**Required work:** Rewrite these records as a JSON list of strings, one string per line, with blank lines left out. Include every line of every record, but leave the pictures out.

--- Start of Entries ---

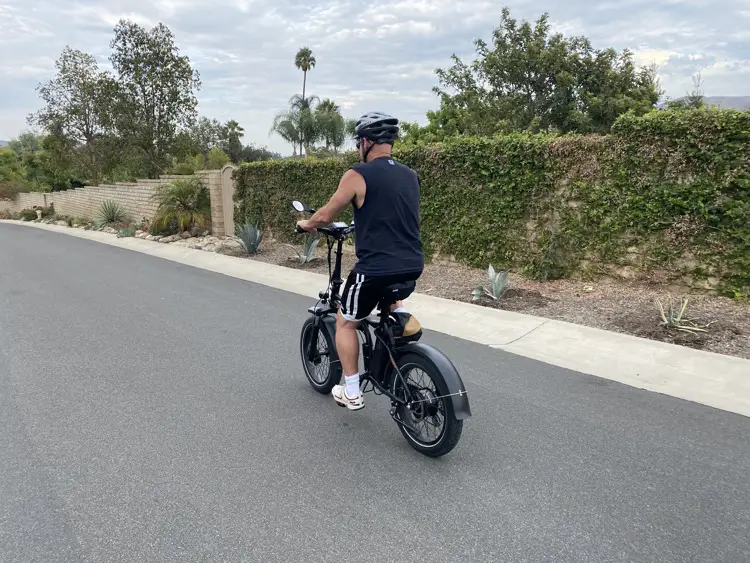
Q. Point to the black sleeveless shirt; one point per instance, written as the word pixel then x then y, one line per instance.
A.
pixel 387 225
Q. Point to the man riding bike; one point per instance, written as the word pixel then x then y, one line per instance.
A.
pixel 384 195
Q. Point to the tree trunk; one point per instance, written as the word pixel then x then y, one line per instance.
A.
pixel 304 83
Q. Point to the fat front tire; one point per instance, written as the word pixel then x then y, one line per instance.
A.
pixel 428 409
pixel 322 373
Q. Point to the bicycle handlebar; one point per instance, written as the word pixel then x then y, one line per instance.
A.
pixel 335 230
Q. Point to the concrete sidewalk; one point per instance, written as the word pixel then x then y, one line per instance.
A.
pixel 711 379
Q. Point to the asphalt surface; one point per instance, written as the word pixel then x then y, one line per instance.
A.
pixel 151 411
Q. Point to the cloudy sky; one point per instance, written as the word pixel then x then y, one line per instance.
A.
pixel 370 55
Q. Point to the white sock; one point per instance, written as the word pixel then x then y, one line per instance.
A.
pixel 352 385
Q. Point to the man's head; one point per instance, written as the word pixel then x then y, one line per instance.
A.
pixel 375 133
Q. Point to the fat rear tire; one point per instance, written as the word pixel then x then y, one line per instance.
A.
pixel 452 427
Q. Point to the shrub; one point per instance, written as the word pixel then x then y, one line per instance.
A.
pixel 126 231
pixel 28 215
pixel 673 184
pixel 183 203
pixel 216 158
pixel 110 212
pixel 250 237
pixel 307 252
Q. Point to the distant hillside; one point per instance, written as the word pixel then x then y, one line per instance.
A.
pixel 725 102
pixel 730 102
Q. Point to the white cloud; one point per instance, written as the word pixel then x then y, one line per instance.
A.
pixel 368 56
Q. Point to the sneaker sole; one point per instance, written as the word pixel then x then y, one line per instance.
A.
pixel 346 405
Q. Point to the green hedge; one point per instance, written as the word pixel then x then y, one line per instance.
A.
pixel 667 192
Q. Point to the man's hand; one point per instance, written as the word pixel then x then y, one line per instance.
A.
pixel 305 225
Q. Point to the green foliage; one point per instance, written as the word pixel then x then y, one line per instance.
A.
pixel 127 231
pixel 529 80
pixel 498 285
pixel 674 184
pixel 216 159
pixel 183 203
pixel 28 215
pixel 155 89
pixel 250 237
pixel 306 253
pixel 12 179
pixel 110 213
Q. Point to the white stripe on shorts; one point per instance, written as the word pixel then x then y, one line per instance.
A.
pixel 360 281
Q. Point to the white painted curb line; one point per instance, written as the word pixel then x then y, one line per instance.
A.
pixel 711 379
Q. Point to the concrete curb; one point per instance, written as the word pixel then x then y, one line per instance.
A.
pixel 711 379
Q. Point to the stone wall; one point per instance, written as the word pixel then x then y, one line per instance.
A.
pixel 134 197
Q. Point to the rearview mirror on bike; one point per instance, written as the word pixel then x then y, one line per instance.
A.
pixel 302 207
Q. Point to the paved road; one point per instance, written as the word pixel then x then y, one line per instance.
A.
pixel 151 411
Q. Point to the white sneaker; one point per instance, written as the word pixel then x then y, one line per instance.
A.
pixel 344 400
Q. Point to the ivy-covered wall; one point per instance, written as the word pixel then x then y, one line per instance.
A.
pixel 667 193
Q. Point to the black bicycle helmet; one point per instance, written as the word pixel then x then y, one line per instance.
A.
pixel 377 127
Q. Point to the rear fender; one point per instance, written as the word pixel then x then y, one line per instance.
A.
pixel 456 387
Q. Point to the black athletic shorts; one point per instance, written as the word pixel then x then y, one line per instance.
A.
pixel 363 293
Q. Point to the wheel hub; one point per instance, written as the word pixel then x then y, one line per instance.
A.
pixel 424 404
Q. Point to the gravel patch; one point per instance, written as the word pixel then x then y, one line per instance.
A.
pixel 620 306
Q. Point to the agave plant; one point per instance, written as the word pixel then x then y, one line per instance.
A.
pixel 184 203
pixel 110 212
pixel 498 285
pixel 307 252
pixel 250 237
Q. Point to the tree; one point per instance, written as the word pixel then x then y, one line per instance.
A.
pixel 155 91
pixel 251 153
pixel 76 101
pixel 693 100
pixel 216 159
pixel 305 61
pixel 331 125
pixel 231 133
pixel 286 126
pixel 527 80
pixel 27 142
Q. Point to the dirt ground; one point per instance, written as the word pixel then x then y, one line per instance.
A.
pixel 619 306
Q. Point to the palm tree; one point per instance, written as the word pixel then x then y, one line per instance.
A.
pixel 302 107
pixel 286 126
pixel 331 125
pixel 304 61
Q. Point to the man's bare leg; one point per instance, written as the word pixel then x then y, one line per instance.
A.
pixel 347 346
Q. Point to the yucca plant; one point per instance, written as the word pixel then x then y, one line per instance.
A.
pixel 498 285
pixel 126 231
pixel 250 237
pixel 110 212
pixel 674 318
pixel 184 203
pixel 307 252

--- End of Entries ---

**Result:**
[
  "Q. Point to the black sleeveless shirt; one point per instance, written as the word pixel then x then y, one line per instance.",
  "A.",
  "pixel 387 225",
  "Q. Point to the man riding bike; one point per instance, written as the word pixel then x then y, one line per instance.",
  "A.",
  "pixel 384 195",
  "Q. Point to the tree trunk; one point per instance, written as the word pixel then x then y, one line per instance.",
  "A.",
  "pixel 304 83",
  "Q. Point to the fat front tire; one point per instance, written as the word pixel then x then y, one line per instance.",
  "A.",
  "pixel 428 409",
  "pixel 322 373",
  "Q. Point to the bicycle handlebar; one point per instance, written as the word pixel then x then y, one line per instance.",
  "A.",
  "pixel 335 230",
  "Q. Point to the concrete sidewalk; one point per instance, written as the word pixel then x then y, one line per instance.",
  "A.",
  "pixel 711 379",
  "Q. Point to the asphalt surface; one point per instance, written as the word pixel then x then y, one line per instance.",
  "A.",
  "pixel 151 411",
  "Q. Point to the cloudy sky; one point per instance, written as the word pixel then x then y, one line per instance.",
  "A.",
  "pixel 370 55",
  "Q. Point to the white sock; one point per instance, written as the word pixel then x then y, one line per instance.",
  "A.",
  "pixel 352 385",
  "Q. Point to the man's head; one point per instance, written as the word pixel then x then y, one line per instance.",
  "A.",
  "pixel 375 133",
  "Q. Point to the fat rear tire; one point per instance, written as the word pixel then x then y, one line per instance.",
  "A.",
  "pixel 452 427",
  "Q. Point to the shrub; one point per instance, written as the word pixel then x then y, one line per instance.",
  "A.",
  "pixel 126 231",
  "pixel 28 215",
  "pixel 673 184",
  "pixel 183 203",
  "pixel 216 158",
  "pixel 110 212",
  "pixel 250 237",
  "pixel 307 252",
  "Q. Point to the distant hillside; one point per instance, written as the word pixel then x then y, one line per instance.",
  "A.",
  "pixel 725 102",
  "pixel 730 102",
  "Q. Point to the white cloud; one point per instance, written as the word pixel then x then y, one line per instance.",
  "A.",
  "pixel 368 56",
  "Q. Point to the sneaker sole; one point per instance, written as the word pixel then x then y, one line per instance.",
  "A.",
  "pixel 346 405",
  "Q. Point to the green hedge; one point per instance, written as the word pixel then x then y, one line per instance.",
  "A.",
  "pixel 667 192",
  "Q. Point to the man's hand; one point per instance, written as the word pixel then x then y, one line per instance.",
  "A.",
  "pixel 305 225",
  "Q. Point to the green foliage; one point per instance, written as the word pixel then x then y, one line per instance.",
  "A.",
  "pixel 127 231",
  "pixel 529 80",
  "pixel 498 285",
  "pixel 674 184",
  "pixel 216 159",
  "pixel 183 203",
  "pixel 28 215",
  "pixel 155 89",
  "pixel 250 237",
  "pixel 306 253",
  "pixel 12 179",
  "pixel 110 213",
  "Q. Point to the white stripe on shorts; one point per instance, written as the word pixel then x then y, one line per instance.",
  "A.",
  "pixel 360 281",
  "Q. Point to the white painted curb line; one point per instance, written as the word pixel then x then y, one line per instance.",
  "A.",
  "pixel 711 379",
  "Q. Point to the concrete curb; one point per instance, written as the word pixel then x then y, one line per instance.",
  "A.",
  "pixel 711 379",
  "Q. Point to the stone wall; one point per instance, written as the word pixel then x then y, one line per instance.",
  "A.",
  "pixel 134 197",
  "Q. Point to the rearview mirror on bike; one point per instance, written as the word pixel then x then y, one line per instance.",
  "A.",
  "pixel 302 207",
  "Q. Point to the paved road; one point per instance, written as the word pixel then x then y, one line per instance.",
  "A.",
  "pixel 151 411",
  "Q. Point to the white sneaker; one point per instance, written as the word pixel then x then y, one line per instance.",
  "A.",
  "pixel 344 400",
  "Q. Point to the ivy-covered wall; one point per instance, written as the word pixel then x then y, one line per instance.",
  "A.",
  "pixel 667 193",
  "Q. Point to the black bicycle helmet; one point per instance, written as the word pixel then x then y, one line per instance.",
  "A.",
  "pixel 377 127",
  "Q. Point to the rear fender; one point per instance, written as the word pixel then x then y, one line per instance.",
  "A.",
  "pixel 456 387",
  "Q. Point to the black athletic shorts; one point per instance, written as the word pixel then x then y, one line per instance.",
  "A.",
  "pixel 363 293",
  "Q. Point to the wheel hub; one point per instance, written as the word pixel then x then y, one line per instance.",
  "A.",
  "pixel 424 404",
  "Q. Point to the gravel patch; one point per instance, written as the word pixel then x then y, one line per instance.",
  "A.",
  "pixel 620 306",
  "Q. Point to the agave plant; one point per instance, written as the word pixel then x then y, one line per instance.",
  "A.",
  "pixel 184 203",
  "pixel 110 212",
  "pixel 498 285",
  "pixel 307 252",
  "pixel 250 237",
  "Q. Point to the tree; one point per instance, written as the word pixel then x then y, one line per instance.",
  "A.",
  "pixel 155 91",
  "pixel 251 153",
  "pixel 76 101",
  "pixel 693 100",
  "pixel 216 159",
  "pixel 305 61",
  "pixel 331 125",
  "pixel 231 133",
  "pixel 286 126",
  "pixel 527 80",
  "pixel 27 142",
  "Q. Point to the dirt ground; one point per instance, written as the word pixel then x then y, one line per instance.",
  "A.",
  "pixel 619 306",
  "Q. Point to the palm tree; one point per instance, written as the word pixel then x then y, one line per instance.",
  "A.",
  "pixel 302 107",
  "pixel 286 126",
  "pixel 331 125",
  "pixel 304 61",
  "Q. Point to the man's bare leg; one point per instance, written as the word pixel then x then y, one line per instance.",
  "A.",
  "pixel 347 346",
  "Q. Point to the yucca plant; one point per instance, written as the word pixel then x then y, one line per instance.",
  "A.",
  "pixel 498 285",
  "pixel 126 231",
  "pixel 250 237",
  "pixel 110 212",
  "pixel 674 318",
  "pixel 184 203",
  "pixel 307 252"
]